Aim of the task
Recast everything from the line containing "Mark every round" down to the line containing "[0,427,437,997]" as a two-column CSV with the headers instruction and boxes, one row per item. Put each instruction and its boxes in a single quoted field, with line breaks replaced by spaces.
==== Dataset rows
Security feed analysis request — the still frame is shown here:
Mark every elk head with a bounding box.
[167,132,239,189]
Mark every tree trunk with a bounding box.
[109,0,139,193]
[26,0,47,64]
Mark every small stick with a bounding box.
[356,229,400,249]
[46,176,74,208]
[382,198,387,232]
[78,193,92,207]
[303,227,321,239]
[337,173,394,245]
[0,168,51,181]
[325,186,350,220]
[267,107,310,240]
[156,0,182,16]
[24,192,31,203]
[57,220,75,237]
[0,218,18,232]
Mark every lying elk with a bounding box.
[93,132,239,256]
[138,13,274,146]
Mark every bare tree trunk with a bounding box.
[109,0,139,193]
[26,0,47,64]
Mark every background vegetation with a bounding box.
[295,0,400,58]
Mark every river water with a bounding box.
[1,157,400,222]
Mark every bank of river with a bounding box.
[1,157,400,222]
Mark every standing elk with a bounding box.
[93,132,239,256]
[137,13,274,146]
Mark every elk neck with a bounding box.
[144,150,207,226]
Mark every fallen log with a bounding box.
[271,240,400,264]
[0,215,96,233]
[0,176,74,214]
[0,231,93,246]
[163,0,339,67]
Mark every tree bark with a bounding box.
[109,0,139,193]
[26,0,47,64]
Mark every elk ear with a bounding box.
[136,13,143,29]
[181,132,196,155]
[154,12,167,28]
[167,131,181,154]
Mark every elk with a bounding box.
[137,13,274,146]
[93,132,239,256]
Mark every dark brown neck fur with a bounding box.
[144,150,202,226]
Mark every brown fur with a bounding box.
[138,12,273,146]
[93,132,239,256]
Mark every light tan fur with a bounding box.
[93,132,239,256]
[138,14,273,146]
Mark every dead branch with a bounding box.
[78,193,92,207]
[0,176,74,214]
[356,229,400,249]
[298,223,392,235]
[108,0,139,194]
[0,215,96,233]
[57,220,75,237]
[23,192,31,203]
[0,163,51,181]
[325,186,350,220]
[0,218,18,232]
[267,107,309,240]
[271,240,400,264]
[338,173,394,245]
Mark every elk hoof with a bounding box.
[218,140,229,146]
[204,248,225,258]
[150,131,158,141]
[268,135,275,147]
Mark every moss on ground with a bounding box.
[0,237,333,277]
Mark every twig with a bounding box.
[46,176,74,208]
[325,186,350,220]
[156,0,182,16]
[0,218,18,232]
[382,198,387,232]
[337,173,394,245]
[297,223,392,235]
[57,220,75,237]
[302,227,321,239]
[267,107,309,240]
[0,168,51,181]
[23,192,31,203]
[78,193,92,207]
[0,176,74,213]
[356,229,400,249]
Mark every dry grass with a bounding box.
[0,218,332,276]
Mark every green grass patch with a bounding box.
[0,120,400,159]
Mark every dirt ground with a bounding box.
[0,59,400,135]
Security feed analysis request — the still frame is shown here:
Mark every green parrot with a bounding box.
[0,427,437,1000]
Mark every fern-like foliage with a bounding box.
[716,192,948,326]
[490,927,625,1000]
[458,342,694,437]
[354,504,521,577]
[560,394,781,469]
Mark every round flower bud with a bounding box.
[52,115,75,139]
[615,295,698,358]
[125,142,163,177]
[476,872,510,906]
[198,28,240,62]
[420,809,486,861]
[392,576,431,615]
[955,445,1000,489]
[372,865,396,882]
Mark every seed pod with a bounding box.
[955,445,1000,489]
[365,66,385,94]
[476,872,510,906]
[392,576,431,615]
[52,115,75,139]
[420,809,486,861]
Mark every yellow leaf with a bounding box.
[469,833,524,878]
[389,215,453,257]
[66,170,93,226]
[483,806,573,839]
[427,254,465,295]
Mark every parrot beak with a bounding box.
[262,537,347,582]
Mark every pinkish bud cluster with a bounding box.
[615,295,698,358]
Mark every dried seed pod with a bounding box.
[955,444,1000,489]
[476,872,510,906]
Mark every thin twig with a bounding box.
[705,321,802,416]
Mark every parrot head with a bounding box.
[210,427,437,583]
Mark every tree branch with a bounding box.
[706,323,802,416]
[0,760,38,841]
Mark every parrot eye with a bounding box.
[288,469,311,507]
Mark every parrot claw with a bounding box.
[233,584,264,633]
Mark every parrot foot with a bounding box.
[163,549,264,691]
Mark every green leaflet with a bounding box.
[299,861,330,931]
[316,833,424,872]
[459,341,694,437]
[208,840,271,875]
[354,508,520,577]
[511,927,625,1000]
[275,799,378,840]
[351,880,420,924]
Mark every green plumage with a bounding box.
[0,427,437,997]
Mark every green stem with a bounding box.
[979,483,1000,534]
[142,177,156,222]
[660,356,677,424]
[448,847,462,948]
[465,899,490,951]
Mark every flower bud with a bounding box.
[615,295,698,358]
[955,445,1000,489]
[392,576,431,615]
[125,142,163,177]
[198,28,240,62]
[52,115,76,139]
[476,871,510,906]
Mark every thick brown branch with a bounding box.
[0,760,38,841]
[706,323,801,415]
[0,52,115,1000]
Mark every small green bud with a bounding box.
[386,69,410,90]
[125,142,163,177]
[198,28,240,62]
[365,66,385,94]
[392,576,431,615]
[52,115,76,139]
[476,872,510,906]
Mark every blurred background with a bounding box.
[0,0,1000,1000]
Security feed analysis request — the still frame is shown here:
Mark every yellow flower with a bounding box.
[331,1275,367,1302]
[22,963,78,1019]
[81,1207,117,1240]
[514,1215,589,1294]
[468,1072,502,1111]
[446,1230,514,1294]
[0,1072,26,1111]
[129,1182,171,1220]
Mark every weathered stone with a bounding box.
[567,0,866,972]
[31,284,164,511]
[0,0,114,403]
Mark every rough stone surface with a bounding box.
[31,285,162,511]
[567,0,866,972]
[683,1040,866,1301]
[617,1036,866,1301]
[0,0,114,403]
========
Written answer
instruction,boxes
"Mark every round flower bud with a bounding box.","[52,115,75,139] [615,295,698,358] [125,142,163,177] [476,872,510,906] [198,28,240,62] [420,809,486,861] [392,576,431,615] [955,445,1000,489] [372,865,396,882]"
"Mark every seed pod with a bounding box.","[955,445,1000,489] [365,66,385,94] [476,872,510,906] [392,576,431,615] [52,115,75,139] [420,809,486,861]"
"Mark every yellow leaf with a bounding box.","[469,833,524,878] [389,215,453,257] [66,170,93,226] [483,806,573,839] [427,254,465,295]"
"Mark every parrot beak with a bounding box.","[262,537,347,582]"
"Mark every pinkish bud cluster with a bounding box.","[615,295,698,358]"
"Mark every dried seed pod with a bounding box.","[955,444,1000,489] [476,872,510,906]"
"Mark every thin twig with a bounding box.","[705,321,802,416]"
"Mark every parrot head with a bounding box.","[210,427,437,583]"
"Mark every tree branch with a bounding box.","[706,323,802,416] [0,760,38,841]"
"Mark every parrot eye with a bounding box.","[288,469,311,507]"
"Mark every parrot claw with a bounding box.","[233,584,264,633]"
"Mark every parrot foot with a bounding box.","[163,549,264,691]"
"Mark every green leaflet with a bounding box.","[299,861,330,931] [316,833,424,872] [459,341,694,437] [208,840,271,875] [354,508,520,577] [511,927,625,1000] [275,799,378,840] [351,880,420,924]"
"Mark every green plumage with a bounding box.","[0,427,437,997]"